I do want to raise a point in that I think that having every language descend from Flexio is probably not the right way to go about connecting all the languages on LotC. I understand this chart might be meant to be viewed RPly, but even on those grounds, its pretty easily disputable in lieu of alternate theories, and I'd take this opportunity to give my OOC two cents if the goal is to craft even a Canonist RP language theory document that would still be more accurate to both the played game and Canonist histories.

 

While Flexio is the language that the original Aengudaemons (Aeriel + Iblees) spoke, and a holy language for humans, it wouldn't explain why Common is something that all the four races speak, even amongst themselves, and not just Flexio or even a Flexio-based language (Romance languages). 

 

From what I have understood and roleplayed, 'the first couple' and the progenitors of the Descendants all spoken Common, or an ancient variant of it, and through the various religious/magical influences that each Descendant race took, they then deviated from Common i.e during or after the battle with Iblees, Krug began to commune with the spirits, who taught him Old Blah, which lead to Blah as a hybrid Common-Old Blah dialect.

* * * * *

Exercise brief ->
According to the post, who taught Krug Old Blah? Rely only on the post above for your answer.

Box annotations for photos
* * * * *

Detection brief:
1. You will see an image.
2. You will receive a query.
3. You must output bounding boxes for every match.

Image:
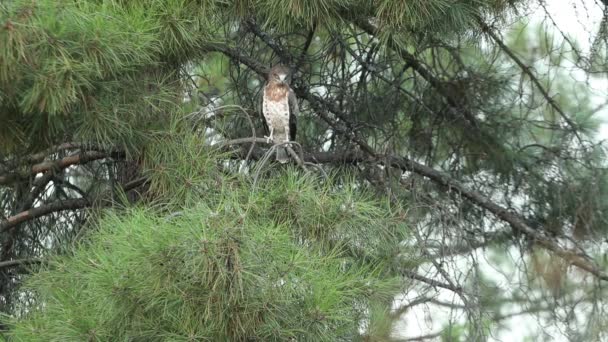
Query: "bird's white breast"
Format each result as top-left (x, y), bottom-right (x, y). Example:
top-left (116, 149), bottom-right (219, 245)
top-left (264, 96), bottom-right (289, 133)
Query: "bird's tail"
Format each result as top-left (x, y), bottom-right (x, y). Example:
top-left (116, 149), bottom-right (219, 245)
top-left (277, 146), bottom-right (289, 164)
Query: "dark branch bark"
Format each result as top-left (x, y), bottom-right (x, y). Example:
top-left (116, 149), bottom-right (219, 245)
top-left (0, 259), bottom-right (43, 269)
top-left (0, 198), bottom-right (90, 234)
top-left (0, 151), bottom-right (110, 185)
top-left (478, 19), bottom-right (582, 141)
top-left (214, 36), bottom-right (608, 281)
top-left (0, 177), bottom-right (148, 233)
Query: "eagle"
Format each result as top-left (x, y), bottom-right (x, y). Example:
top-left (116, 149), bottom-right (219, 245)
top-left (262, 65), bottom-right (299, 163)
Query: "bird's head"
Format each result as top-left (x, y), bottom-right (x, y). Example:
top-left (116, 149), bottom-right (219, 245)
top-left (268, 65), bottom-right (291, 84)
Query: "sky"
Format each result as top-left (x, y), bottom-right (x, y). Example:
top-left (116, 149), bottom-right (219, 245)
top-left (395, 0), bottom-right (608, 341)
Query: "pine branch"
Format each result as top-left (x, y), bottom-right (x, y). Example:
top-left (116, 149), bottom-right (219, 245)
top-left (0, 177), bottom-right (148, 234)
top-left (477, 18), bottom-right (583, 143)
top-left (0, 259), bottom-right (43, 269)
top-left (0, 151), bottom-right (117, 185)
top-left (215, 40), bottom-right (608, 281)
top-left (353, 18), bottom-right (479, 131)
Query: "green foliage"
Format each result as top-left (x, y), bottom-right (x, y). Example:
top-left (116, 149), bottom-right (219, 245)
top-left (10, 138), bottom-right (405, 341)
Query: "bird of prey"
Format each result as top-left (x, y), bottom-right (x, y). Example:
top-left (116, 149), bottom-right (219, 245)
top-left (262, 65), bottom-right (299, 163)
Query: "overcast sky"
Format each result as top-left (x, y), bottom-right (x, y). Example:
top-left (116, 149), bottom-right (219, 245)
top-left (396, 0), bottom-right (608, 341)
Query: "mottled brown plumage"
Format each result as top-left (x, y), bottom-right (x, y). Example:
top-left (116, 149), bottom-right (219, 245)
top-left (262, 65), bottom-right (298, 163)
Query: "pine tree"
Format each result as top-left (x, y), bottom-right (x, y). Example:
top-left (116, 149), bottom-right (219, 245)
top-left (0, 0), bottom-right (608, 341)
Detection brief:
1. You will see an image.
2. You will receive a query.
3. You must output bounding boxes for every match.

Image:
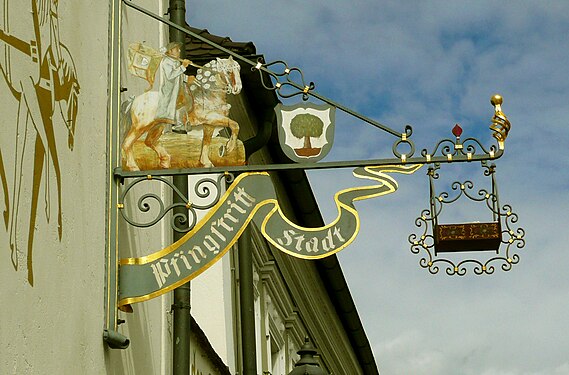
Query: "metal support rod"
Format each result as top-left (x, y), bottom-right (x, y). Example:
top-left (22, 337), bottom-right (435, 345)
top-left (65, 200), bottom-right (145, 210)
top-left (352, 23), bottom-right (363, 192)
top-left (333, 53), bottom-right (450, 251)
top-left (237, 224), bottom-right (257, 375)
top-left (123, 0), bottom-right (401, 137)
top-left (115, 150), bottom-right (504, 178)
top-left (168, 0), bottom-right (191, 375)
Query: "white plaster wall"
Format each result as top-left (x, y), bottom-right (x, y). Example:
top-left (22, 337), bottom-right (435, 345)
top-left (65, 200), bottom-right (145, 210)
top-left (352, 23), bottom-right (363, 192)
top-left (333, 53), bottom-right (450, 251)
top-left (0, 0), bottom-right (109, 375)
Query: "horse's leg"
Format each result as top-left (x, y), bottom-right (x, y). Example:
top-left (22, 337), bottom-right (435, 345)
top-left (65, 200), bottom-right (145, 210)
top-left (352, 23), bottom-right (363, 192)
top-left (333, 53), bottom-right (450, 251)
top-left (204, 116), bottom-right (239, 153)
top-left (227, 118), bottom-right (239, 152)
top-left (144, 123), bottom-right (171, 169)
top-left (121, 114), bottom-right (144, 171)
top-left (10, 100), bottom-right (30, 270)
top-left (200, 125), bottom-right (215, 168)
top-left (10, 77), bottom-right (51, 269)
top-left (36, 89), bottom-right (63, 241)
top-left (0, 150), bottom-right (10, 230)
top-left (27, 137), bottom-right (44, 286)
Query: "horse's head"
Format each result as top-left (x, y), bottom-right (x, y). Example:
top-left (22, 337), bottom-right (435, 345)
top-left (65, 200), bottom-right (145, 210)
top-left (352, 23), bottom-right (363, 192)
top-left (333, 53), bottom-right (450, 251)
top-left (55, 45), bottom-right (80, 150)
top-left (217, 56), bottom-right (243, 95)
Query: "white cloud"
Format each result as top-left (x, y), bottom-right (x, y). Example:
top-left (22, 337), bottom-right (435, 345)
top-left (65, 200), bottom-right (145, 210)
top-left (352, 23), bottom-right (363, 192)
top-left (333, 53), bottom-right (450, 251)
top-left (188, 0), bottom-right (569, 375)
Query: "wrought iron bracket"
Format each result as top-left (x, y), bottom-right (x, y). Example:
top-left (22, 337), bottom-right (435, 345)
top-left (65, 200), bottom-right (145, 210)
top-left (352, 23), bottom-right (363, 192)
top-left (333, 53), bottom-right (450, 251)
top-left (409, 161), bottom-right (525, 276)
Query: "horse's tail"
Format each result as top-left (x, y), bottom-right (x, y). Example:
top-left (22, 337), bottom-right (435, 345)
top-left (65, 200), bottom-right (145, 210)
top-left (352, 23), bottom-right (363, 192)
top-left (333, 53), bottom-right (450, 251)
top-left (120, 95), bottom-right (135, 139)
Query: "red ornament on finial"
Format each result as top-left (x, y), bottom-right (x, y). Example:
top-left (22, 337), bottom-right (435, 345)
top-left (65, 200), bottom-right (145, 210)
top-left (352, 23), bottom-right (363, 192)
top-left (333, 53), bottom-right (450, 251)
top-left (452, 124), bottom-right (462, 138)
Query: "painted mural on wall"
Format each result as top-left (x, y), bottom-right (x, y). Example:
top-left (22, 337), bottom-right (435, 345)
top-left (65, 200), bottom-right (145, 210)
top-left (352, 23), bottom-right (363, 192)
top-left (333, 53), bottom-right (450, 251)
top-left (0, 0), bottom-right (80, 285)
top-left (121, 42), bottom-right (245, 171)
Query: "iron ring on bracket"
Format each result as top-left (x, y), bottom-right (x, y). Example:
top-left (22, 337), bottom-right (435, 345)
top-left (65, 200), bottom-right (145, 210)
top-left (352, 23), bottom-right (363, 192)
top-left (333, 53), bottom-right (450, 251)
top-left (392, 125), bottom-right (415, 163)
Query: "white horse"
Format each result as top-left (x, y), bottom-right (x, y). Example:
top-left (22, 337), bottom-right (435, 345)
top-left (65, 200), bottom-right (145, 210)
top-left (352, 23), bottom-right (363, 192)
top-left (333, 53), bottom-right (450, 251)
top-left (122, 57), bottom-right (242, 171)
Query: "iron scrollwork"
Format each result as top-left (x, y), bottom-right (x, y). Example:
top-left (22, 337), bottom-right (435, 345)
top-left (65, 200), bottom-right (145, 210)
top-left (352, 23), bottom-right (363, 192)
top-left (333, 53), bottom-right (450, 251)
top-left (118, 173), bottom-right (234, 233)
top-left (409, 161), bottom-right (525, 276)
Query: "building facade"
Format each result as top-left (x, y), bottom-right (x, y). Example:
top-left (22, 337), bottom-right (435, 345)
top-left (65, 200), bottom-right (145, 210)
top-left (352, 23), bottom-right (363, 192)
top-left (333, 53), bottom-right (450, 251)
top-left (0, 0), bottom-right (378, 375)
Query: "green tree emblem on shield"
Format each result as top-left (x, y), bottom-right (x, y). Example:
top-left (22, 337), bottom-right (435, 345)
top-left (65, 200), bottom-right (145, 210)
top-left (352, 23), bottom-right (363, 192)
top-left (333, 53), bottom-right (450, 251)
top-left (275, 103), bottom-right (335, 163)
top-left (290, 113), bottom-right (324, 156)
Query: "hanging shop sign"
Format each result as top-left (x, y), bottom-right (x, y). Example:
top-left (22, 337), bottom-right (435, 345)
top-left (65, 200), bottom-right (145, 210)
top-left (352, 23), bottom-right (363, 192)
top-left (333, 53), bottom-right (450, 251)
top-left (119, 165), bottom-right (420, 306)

* * * * *

Worked answer ->
The spirits taught Krug Old Blah.